(Beginning of The input)

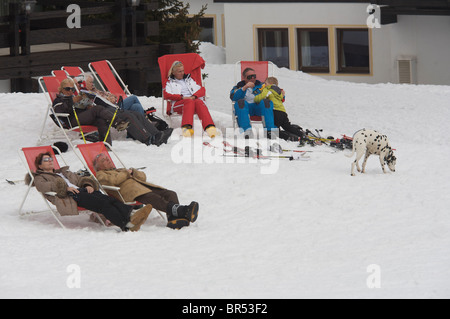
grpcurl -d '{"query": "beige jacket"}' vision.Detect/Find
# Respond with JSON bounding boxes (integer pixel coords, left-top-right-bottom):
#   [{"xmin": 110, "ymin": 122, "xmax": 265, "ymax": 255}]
[
  {"xmin": 30, "ymin": 167, "xmax": 98, "ymax": 216},
  {"xmin": 96, "ymin": 168, "xmax": 164, "ymax": 203}
]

(End of The input)

Go through the records above and write out every line exactly, passing over the pictures.

grpcurl -d '{"query": "beige jacket"}' vision.Detect/Find
# Respond with JSON bounding boxes (integer pixel coords, left-top-right-bottom):
#   [{"xmin": 110, "ymin": 122, "xmax": 265, "ymax": 255}]
[
  {"xmin": 30, "ymin": 167, "xmax": 98, "ymax": 216},
  {"xmin": 96, "ymin": 168, "xmax": 164, "ymax": 203}
]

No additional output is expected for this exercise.